→ **Task goal**
All of the lines below need to be copied exactly, apart from the pictures.

(Stored items)
=-=-=-=-=
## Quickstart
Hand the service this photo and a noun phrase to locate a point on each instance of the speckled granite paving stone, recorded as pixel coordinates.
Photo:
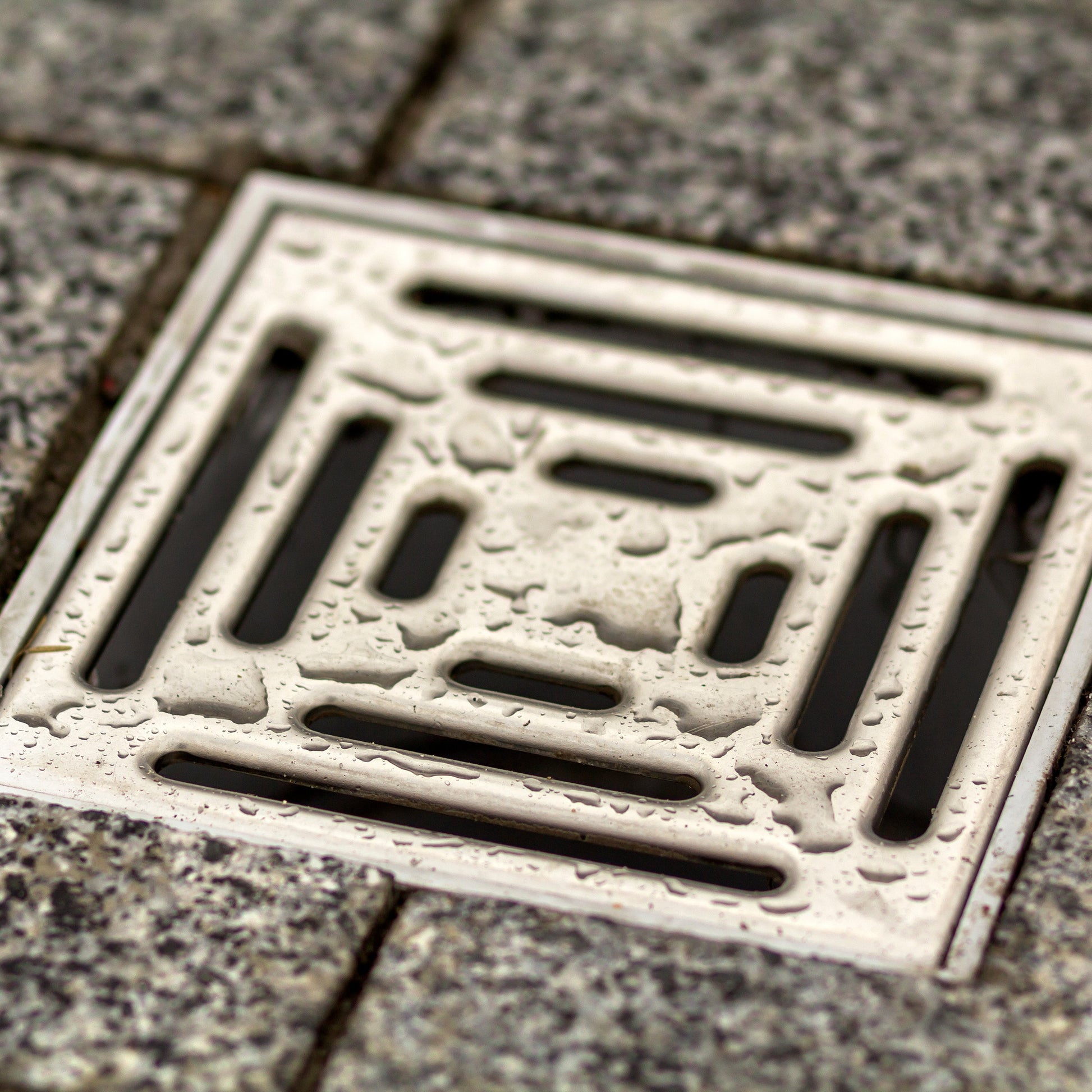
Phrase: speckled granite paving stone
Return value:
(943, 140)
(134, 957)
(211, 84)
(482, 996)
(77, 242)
=-=-=-=-=
→ **Reply to the exercise**
## Quickstart
Hand the service this photo and a noun phrase to locate a point on each instance of the speckled granite paving stone, recorded as pixel coordinates.
Photo:
Phrase: speckled granite paving stone
Return value:
(943, 140)
(134, 957)
(211, 84)
(482, 996)
(77, 242)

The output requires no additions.